:: Directions for this task ::
Give back each entry word for word, but drop the images.

:: Data to examine ::
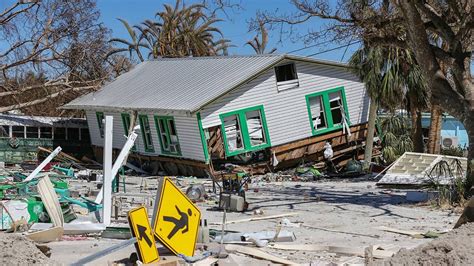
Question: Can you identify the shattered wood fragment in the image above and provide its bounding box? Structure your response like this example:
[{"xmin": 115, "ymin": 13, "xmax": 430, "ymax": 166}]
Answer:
[
  {"xmin": 225, "ymin": 244, "xmax": 297, "ymax": 265},
  {"xmin": 269, "ymin": 244, "xmax": 396, "ymax": 259},
  {"xmin": 210, "ymin": 212, "xmax": 298, "ymax": 225}
]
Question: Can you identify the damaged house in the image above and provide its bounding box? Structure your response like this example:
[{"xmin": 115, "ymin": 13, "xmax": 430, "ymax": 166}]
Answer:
[{"xmin": 63, "ymin": 55, "xmax": 370, "ymax": 176}]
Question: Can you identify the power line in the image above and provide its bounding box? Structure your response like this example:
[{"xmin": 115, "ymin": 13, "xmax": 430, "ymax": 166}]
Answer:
[
  {"xmin": 306, "ymin": 40, "xmax": 361, "ymax": 57},
  {"xmin": 286, "ymin": 39, "xmax": 336, "ymax": 54}
]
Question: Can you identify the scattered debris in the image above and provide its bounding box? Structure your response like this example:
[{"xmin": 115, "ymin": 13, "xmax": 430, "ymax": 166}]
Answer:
[
  {"xmin": 382, "ymin": 222, "xmax": 474, "ymax": 265},
  {"xmin": 376, "ymin": 152, "xmax": 467, "ymax": 187},
  {"xmin": 225, "ymin": 244, "xmax": 297, "ymax": 265},
  {"xmin": 210, "ymin": 212, "xmax": 299, "ymax": 226}
]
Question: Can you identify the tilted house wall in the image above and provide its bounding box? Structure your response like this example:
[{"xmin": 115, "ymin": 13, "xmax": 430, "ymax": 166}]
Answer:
[
  {"xmin": 198, "ymin": 59, "xmax": 369, "ymax": 158},
  {"xmin": 85, "ymin": 110, "xmax": 205, "ymax": 161},
  {"xmin": 64, "ymin": 55, "xmax": 370, "ymax": 174}
]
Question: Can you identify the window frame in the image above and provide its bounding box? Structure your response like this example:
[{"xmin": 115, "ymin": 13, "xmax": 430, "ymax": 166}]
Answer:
[
  {"xmin": 40, "ymin": 127, "xmax": 53, "ymax": 139},
  {"xmin": 138, "ymin": 114, "xmax": 155, "ymax": 152},
  {"xmin": 0, "ymin": 125, "xmax": 11, "ymax": 138},
  {"xmin": 12, "ymin": 126, "xmax": 25, "ymax": 138},
  {"xmin": 96, "ymin": 112, "xmax": 105, "ymax": 138},
  {"xmin": 305, "ymin": 86, "xmax": 350, "ymax": 136},
  {"xmin": 219, "ymin": 105, "xmax": 271, "ymax": 157},
  {"xmin": 154, "ymin": 115, "xmax": 182, "ymax": 156},
  {"xmin": 121, "ymin": 113, "xmax": 136, "ymax": 151},
  {"xmin": 274, "ymin": 63, "xmax": 299, "ymax": 91}
]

:: Answer to this task ::
Question: Can you identify the shattered wood fragment in the image above and provide its bounding box? Structure your response like this example:
[{"xmin": 115, "ymin": 13, "xmax": 430, "ymax": 166}]
Answer:
[
  {"xmin": 225, "ymin": 244, "xmax": 297, "ymax": 265},
  {"xmin": 269, "ymin": 244, "xmax": 396, "ymax": 259},
  {"xmin": 210, "ymin": 212, "xmax": 298, "ymax": 225}
]
Question: Can you identify the damaged house in the image above and provide its bounding box? Structure your response like this example:
[{"xmin": 115, "ymin": 13, "xmax": 430, "ymax": 166}]
Answer:
[{"xmin": 63, "ymin": 55, "xmax": 370, "ymax": 176}]
Question: Can you identify the power line in the image above and provide its bounding box? Structure your response like this example:
[{"xmin": 115, "ymin": 13, "xmax": 430, "ymax": 166}]
Answer:
[
  {"xmin": 306, "ymin": 40, "xmax": 361, "ymax": 57},
  {"xmin": 286, "ymin": 39, "xmax": 336, "ymax": 54}
]
Question: Can you identify the scattered debris in the image above and provide its bounding box? Structure your response like this example:
[{"xmin": 115, "ymin": 13, "xmax": 430, "ymax": 166}]
Answer:
[
  {"xmin": 382, "ymin": 222, "xmax": 474, "ymax": 265},
  {"xmin": 376, "ymin": 152, "xmax": 467, "ymax": 187},
  {"xmin": 225, "ymin": 244, "xmax": 297, "ymax": 265},
  {"xmin": 210, "ymin": 212, "xmax": 299, "ymax": 226}
]
Question: Can you identify the tilted house wall in the image above and provide its bounding box? Structure your response like this example:
[{"xmin": 115, "ymin": 13, "xmax": 430, "ymax": 166}]
Answer:
[
  {"xmin": 198, "ymin": 59, "xmax": 369, "ymax": 158},
  {"xmin": 85, "ymin": 110, "xmax": 205, "ymax": 161},
  {"xmin": 64, "ymin": 55, "xmax": 370, "ymax": 174}
]
Question: Can you identify the window frame in the image above and provide its bounding box? Structure your response like this example:
[{"xmin": 115, "ymin": 13, "xmax": 430, "ymax": 166}]
Answer:
[
  {"xmin": 40, "ymin": 127, "xmax": 53, "ymax": 139},
  {"xmin": 138, "ymin": 114, "xmax": 155, "ymax": 152},
  {"xmin": 0, "ymin": 125, "xmax": 11, "ymax": 138},
  {"xmin": 12, "ymin": 126, "xmax": 25, "ymax": 138},
  {"xmin": 96, "ymin": 112, "xmax": 105, "ymax": 138},
  {"xmin": 305, "ymin": 86, "xmax": 350, "ymax": 136},
  {"xmin": 219, "ymin": 105, "xmax": 271, "ymax": 157},
  {"xmin": 154, "ymin": 115, "xmax": 182, "ymax": 156},
  {"xmin": 121, "ymin": 113, "xmax": 136, "ymax": 151},
  {"xmin": 274, "ymin": 63, "xmax": 299, "ymax": 91}
]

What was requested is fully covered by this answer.